_REQUIREMENT_
What follows is a set of records. Repeat them word for word.

[[ LISTED ENTRIES, beginning ]]

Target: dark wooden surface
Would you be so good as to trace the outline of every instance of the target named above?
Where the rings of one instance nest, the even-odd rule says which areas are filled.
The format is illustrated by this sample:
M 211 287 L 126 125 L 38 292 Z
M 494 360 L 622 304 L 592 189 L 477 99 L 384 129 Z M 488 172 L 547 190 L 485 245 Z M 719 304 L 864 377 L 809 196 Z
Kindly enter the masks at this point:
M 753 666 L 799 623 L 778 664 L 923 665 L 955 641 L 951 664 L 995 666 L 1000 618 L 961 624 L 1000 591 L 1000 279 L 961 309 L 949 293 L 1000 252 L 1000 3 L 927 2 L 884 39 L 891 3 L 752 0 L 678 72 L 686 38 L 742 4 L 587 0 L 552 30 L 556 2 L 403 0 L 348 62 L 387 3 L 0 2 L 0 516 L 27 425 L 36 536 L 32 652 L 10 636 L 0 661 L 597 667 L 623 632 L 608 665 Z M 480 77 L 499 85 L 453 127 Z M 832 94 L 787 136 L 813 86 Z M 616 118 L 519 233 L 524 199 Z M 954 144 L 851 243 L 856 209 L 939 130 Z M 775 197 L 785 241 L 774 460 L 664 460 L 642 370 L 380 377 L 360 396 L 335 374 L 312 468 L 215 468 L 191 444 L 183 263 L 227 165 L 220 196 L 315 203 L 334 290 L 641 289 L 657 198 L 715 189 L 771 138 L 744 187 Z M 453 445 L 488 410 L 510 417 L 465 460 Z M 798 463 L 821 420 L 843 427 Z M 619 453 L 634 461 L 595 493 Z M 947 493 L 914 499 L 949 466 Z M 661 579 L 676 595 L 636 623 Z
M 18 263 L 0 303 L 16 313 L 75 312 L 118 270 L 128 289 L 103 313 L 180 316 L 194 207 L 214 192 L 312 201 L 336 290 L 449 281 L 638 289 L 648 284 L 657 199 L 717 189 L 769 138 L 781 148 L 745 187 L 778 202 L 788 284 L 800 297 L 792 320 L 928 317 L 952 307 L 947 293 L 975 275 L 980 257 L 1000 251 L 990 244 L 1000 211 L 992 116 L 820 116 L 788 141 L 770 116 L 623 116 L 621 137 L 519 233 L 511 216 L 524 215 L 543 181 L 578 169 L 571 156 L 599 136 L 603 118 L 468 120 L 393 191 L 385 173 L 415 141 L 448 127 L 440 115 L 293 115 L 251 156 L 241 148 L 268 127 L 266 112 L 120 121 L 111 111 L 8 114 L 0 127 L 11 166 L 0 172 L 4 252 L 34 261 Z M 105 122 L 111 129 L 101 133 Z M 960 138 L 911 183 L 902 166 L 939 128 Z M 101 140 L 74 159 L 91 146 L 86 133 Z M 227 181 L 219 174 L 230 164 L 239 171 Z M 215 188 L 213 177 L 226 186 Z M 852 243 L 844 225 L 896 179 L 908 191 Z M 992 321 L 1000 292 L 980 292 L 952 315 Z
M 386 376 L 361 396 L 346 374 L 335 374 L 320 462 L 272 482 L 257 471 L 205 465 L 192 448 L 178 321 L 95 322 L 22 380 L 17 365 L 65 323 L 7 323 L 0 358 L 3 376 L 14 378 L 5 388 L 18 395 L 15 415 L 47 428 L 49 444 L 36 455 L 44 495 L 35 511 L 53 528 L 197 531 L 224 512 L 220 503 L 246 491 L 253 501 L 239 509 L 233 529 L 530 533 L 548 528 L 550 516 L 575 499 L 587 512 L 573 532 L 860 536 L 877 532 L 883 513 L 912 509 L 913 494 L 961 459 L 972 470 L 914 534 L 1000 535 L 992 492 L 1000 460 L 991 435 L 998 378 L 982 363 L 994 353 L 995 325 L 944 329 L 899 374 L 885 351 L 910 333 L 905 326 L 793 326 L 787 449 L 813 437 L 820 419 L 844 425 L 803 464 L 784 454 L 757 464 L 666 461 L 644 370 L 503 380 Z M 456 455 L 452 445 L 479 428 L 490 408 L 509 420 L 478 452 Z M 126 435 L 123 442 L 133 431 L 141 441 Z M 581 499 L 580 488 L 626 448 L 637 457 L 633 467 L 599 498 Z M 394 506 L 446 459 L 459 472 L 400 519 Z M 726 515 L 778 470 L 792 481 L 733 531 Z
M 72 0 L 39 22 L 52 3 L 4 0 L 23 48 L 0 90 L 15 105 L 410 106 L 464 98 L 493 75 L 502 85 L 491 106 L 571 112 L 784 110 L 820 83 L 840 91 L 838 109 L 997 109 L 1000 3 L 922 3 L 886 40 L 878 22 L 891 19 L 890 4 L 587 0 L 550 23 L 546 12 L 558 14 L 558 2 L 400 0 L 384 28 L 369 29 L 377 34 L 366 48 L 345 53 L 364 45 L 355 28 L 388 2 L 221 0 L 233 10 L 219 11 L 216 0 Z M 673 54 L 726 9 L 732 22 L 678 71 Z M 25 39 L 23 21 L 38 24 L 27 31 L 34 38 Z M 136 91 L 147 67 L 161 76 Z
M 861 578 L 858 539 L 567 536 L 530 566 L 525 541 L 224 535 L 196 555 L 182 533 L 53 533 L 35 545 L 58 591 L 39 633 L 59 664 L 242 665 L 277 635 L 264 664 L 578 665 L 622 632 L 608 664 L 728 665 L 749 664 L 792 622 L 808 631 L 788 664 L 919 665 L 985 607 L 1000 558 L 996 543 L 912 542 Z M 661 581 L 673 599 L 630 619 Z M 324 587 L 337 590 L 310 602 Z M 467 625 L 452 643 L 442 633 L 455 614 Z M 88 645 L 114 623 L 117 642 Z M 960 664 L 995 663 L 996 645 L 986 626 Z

[[ LISTED ENTRIES, end ]]

_OUTPUT_
Target: dark wooden surface
Would you be so good as to trace the outline of every instance of the target named above?
Where the rings of one instance nest, the even-odd rule says which areas are filled.
The format is illustrated by this sample:
M 211 287 L 126 125 L 38 292 Z
M 494 360 L 622 304 L 592 189 L 477 99 L 384 129 Z M 488 172 L 547 190 L 485 245 Z M 719 304 L 864 377 L 809 196 Z
Kindly enter the masks at this point:
M 753 666 L 799 623 L 778 664 L 923 665 L 955 641 L 951 664 L 995 666 L 1000 618 L 961 624 L 1000 591 L 1000 279 L 961 309 L 949 293 L 1000 252 L 1000 3 L 927 2 L 884 39 L 891 3 L 752 0 L 678 72 L 686 38 L 742 4 L 587 0 L 552 30 L 556 2 L 403 0 L 348 62 L 387 3 L 0 2 L 0 516 L 27 425 L 36 536 L 32 652 L 10 636 L 0 661 L 597 667 L 623 632 L 608 665 Z M 480 77 L 499 85 L 453 127 Z M 832 94 L 787 136 L 813 86 Z M 616 118 L 519 233 L 524 199 Z M 954 144 L 851 243 L 856 209 L 939 130 Z M 775 197 L 785 241 L 774 460 L 664 460 L 642 370 L 380 377 L 360 396 L 335 374 L 312 468 L 215 468 L 191 444 L 183 263 L 227 165 L 220 196 L 315 203 L 334 290 L 641 289 L 657 198 L 715 189 L 771 138 L 744 187 Z M 453 445 L 488 410 L 510 417 L 465 460 Z M 798 463 L 821 420 L 843 427 Z M 619 453 L 634 461 L 595 493 Z M 947 493 L 914 499 L 949 466 Z M 661 579 L 676 595 L 636 623 Z
M 18 263 L 0 303 L 16 313 L 75 312 L 118 270 L 128 289 L 103 313 L 180 316 L 194 207 L 214 192 L 312 201 L 336 290 L 449 281 L 638 289 L 648 284 L 657 199 L 717 189 L 769 138 L 781 148 L 745 187 L 778 202 L 788 284 L 800 297 L 792 320 L 928 317 L 952 307 L 947 293 L 975 275 L 980 257 L 1000 251 L 990 244 L 1000 211 L 992 116 L 820 116 L 788 141 L 770 116 L 623 116 L 621 137 L 519 233 L 511 216 L 524 215 L 543 181 L 578 169 L 571 156 L 599 136 L 603 118 L 468 120 L 393 191 L 385 173 L 415 141 L 448 127 L 440 115 L 293 115 L 251 156 L 241 148 L 268 127 L 266 112 L 120 121 L 111 111 L 8 114 L 0 127 L 11 166 L 0 172 L 4 252 L 34 261 Z M 105 122 L 111 129 L 101 133 Z M 960 138 L 911 183 L 902 166 L 939 128 Z M 101 140 L 74 159 L 91 146 L 86 133 Z M 227 181 L 219 174 L 230 164 L 239 171 Z M 215 188 L 213 177 L 226 186 Z M 852 243 L 844 225 L 896 179 L 908 191 Z M 992 321 L 1000 292 L 980 292 L 952 315 Z
M 386 376 L 361 396 L 346 374 L 335 374 L 320 462 L 272 482 L 257 471 L 205 465 L 192 448 L 178 321 L 95 322 L 22 380 L 17 365 L 65 323 L 7 323 L 0 358 L 3 376 L 14 378 L 5 388 L 18 395 L 15 415 L 47 428 L 49 444 L 36 455 L 44 495 L 35 511 L 53 528 L 197 531 L 224 512 L 220 503 L 246 491 L 253 501 L 239 509 L 233 529 L 530 533 L 548 528 L 550 516 L 575 499 L 587 512 L 573 532 L 860 536 L 877 532 L 883 513 L 912 509 L 913 494 L 961 459 L 972 470 L 914 534 L 1000 535 L 992 492 L 1000 460 L 991 435 L 998 378 L 982 363 L 994 353 L 995 325 L 944 329 L 899 374 L 885 351 L 910 333 L 905 326 L 793 326 L 787 449 L 813 437 L 820 419 L 844 425 L 803 464 L 784 454 L 757 464 L 666 461 L 644 370 L 503 380 Z M 456 455 L 452 445 L 479 428 L 490 408 L 509 420 L 478 452 Z M 126 435 L 123 442 L 133 431 L 141 441 Z M 581 499 L 580 488 L 626 448 L 637 457 L 633 467 L 599 498 Z M 394 506 L 446 459 L 459 472 L 400 519 Z M 726 515 L 778 470 L 792 481 L 733 531 Z
M 72 0 L 39 22 L 52 3 L 4 0 L 23 48 L 0 90 L 15 105 L 410 106 L 464 98 L 493 75 L 502 85 L 491 106 L 571 112 L 784 110 L 820 83 L 840 91 L 838 109 L 997 109 L 1000 3 L 922 3 L 886 40 L 878 22 L 891 19 L 890 4 L 587 0 L 550 23 L 546 12 L 558 14 L 558 2 L 400 0 L 384 28 L 369 29 L 377 34 L 366 48 L 345 53 L 364 45 L 355 28 L 388 2 L 221 0 L 233 10 L 219 11 L 216 0 Z M 673 54 L 726 9 L 732 22 L 678 71 Z M 25 39 L 23 21 L 38 24 L 27 31 L 34 38 Z M 136 91 L 147 67 L 161 76 Z
M 861 578 L 858 539 L 567 536 L 530 566 L 525 541 L 224 535 L 196 555 L 182 533 L 53 533 L 35 545 L 58 591 L 39 633 L 59 664 L 242 665 L 277 635 L 264 664 L 578 665 L 622 632 L 608 664 L 728 665 L 749 664 L 792 622 L 808 631 L 788 664 L 919 665 L 985 607 L 1000 558 L 996 543 L 912 542 Z M 661 581 L 673 599 L 630 619 Z M 324 587 L 337 590 L 310 602 Z M 467 625 L 452 643 L 442 633 L 455 614 Z M 88 645 L 114 623 L 117 642 Z M 960 664 L 995 663 L 996 645 L 986 626 Z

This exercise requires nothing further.